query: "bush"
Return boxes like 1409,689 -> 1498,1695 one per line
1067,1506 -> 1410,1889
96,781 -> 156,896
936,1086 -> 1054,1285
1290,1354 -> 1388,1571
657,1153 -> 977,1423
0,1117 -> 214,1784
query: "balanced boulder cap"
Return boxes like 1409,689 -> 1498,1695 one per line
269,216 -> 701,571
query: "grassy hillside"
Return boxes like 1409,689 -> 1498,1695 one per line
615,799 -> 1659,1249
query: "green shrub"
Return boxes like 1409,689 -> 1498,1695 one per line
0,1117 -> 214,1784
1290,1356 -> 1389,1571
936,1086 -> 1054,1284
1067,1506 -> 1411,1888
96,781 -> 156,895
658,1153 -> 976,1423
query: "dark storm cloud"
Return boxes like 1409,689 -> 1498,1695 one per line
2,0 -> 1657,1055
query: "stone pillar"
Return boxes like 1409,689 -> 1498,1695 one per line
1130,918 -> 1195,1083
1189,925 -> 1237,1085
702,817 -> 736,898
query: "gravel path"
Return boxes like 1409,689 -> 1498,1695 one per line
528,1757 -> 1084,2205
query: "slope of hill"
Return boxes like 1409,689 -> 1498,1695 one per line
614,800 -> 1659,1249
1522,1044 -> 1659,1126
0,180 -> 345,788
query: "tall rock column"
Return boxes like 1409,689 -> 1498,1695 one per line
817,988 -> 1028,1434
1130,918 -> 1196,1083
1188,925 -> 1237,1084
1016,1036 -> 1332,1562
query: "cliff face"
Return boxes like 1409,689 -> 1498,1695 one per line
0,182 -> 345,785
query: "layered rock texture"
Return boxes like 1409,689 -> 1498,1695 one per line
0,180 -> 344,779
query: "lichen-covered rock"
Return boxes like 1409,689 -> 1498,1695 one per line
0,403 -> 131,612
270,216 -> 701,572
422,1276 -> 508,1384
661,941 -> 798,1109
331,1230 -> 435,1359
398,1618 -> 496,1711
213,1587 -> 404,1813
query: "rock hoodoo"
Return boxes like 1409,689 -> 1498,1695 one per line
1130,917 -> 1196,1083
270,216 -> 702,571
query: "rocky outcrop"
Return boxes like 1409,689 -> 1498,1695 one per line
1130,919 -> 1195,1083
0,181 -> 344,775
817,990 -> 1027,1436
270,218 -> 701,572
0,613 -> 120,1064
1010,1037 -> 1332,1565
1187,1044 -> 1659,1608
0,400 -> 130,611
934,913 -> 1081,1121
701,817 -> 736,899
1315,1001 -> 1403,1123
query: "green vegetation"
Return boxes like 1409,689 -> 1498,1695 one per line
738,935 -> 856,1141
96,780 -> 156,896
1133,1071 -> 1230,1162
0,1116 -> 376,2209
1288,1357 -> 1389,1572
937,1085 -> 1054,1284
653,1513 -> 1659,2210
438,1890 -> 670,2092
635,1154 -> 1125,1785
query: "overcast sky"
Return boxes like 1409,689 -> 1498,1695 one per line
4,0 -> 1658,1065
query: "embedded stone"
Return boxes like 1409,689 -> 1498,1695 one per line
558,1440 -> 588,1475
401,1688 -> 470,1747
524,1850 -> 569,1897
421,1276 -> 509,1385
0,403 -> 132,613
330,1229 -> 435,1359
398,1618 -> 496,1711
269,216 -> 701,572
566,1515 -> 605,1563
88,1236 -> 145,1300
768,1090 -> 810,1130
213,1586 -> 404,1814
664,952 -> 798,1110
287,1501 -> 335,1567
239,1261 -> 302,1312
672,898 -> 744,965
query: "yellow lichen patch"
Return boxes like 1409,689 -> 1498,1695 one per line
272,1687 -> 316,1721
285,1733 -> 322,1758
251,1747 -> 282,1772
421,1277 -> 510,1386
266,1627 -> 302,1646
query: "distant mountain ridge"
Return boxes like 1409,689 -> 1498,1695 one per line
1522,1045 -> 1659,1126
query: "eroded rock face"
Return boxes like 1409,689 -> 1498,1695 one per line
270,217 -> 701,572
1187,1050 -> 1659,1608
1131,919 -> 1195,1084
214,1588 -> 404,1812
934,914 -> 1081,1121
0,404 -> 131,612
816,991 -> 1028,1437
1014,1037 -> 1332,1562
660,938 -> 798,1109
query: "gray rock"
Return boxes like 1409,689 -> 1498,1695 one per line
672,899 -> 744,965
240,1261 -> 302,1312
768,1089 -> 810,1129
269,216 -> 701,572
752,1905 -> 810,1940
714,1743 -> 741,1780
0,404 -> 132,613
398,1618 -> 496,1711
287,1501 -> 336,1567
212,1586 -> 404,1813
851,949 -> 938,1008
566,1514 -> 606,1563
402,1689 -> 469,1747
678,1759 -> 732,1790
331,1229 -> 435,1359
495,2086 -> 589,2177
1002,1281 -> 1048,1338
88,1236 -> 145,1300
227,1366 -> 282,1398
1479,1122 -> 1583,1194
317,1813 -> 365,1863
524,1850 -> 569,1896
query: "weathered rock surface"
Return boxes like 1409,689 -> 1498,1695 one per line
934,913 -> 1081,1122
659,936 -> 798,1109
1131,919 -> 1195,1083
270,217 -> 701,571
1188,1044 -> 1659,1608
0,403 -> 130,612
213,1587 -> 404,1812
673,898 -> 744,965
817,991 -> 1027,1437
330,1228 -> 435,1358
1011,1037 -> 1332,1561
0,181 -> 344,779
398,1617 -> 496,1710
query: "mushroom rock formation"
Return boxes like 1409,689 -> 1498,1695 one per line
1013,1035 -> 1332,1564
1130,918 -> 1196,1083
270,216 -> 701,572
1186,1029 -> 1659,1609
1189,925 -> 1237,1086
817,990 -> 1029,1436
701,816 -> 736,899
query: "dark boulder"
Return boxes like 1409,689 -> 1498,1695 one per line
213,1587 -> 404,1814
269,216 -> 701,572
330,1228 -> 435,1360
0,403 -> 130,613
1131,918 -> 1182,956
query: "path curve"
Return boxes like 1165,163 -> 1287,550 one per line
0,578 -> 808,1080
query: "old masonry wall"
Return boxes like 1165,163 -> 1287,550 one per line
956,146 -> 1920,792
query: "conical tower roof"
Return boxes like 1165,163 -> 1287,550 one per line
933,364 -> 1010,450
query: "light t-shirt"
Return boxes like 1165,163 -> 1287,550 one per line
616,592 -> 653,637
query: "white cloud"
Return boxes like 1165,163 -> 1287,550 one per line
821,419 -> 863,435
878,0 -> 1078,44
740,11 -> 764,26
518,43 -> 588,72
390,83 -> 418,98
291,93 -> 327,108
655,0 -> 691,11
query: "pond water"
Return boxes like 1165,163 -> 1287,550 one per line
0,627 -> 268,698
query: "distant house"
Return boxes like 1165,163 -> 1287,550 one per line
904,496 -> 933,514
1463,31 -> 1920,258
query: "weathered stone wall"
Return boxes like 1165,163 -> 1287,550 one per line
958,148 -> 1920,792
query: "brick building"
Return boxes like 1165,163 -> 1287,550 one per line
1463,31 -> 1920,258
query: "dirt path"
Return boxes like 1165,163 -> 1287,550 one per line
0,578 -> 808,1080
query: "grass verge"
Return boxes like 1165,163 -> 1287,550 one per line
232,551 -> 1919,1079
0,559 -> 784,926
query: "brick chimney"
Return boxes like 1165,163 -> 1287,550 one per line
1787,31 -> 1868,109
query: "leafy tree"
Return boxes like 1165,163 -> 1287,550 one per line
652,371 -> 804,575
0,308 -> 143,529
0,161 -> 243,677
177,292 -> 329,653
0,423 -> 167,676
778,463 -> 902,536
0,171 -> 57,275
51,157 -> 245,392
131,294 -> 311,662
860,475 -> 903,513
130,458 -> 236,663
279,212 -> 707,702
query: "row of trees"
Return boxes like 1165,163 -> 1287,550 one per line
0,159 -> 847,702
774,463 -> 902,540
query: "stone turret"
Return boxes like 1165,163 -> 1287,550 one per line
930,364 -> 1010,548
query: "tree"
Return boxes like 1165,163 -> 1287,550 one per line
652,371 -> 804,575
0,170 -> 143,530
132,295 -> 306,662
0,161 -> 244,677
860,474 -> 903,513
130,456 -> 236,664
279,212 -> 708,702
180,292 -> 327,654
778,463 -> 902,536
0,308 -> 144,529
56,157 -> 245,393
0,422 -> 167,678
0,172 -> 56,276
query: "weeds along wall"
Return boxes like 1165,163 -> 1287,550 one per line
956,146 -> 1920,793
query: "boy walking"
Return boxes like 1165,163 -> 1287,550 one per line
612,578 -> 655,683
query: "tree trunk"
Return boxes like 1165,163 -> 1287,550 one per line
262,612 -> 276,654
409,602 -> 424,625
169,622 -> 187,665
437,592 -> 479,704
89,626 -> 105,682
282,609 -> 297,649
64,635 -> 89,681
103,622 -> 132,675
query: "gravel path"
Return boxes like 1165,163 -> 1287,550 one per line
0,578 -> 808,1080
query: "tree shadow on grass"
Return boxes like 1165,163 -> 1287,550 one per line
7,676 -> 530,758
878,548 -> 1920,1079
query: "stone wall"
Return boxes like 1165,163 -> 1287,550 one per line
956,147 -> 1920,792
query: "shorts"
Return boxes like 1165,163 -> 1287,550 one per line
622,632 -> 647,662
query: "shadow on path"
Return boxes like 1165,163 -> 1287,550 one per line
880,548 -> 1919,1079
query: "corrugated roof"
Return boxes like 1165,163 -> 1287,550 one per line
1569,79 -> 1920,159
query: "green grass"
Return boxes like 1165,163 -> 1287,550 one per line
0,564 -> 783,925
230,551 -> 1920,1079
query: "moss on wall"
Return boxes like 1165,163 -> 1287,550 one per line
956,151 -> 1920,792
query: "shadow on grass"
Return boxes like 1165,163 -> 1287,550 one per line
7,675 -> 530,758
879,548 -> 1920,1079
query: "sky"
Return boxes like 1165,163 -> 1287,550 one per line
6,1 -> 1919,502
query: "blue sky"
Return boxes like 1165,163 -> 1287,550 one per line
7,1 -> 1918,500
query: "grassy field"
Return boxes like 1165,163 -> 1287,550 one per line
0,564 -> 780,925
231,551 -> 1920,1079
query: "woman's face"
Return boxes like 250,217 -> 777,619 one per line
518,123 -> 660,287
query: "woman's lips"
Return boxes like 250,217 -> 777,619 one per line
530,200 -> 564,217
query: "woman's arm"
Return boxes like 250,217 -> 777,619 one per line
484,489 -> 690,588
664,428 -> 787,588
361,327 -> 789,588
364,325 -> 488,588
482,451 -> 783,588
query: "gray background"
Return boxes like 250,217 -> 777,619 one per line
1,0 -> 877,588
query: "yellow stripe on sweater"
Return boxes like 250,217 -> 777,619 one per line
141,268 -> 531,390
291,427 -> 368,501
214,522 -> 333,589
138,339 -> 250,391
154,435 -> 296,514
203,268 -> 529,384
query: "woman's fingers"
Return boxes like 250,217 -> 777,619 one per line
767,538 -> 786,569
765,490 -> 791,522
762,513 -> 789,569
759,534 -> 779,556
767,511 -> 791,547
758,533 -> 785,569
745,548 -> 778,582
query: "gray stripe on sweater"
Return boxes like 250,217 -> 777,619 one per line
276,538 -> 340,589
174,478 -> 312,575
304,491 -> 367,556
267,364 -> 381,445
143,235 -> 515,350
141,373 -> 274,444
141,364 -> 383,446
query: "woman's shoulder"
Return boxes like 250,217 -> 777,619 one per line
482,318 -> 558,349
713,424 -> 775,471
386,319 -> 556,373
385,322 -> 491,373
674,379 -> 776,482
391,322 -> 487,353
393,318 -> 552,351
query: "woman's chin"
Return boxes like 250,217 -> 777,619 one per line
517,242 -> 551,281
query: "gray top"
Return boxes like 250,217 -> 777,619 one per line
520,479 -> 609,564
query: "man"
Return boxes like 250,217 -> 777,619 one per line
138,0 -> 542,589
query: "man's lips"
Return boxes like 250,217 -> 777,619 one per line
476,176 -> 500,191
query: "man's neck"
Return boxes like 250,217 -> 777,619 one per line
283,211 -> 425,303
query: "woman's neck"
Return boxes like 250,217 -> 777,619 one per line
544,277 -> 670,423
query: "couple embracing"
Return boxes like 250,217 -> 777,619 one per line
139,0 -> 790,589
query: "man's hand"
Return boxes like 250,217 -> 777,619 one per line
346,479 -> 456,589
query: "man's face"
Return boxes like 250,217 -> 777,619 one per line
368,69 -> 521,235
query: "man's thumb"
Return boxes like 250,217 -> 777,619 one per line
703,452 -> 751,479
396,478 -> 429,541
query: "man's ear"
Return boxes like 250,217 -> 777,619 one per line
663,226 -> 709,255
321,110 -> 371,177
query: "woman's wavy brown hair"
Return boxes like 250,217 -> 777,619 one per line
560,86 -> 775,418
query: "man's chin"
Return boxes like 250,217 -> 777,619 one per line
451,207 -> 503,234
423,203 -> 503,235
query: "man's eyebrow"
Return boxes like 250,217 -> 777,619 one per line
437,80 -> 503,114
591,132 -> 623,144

§ Work to be completed: Search the listing above for "wall" and copy every line that holds it.

§ Task answer:
query: "old masonry wall"
query: "weathered stone wall"
query: "weeds along wall"
query: "stone wall"
query: "moss on wall"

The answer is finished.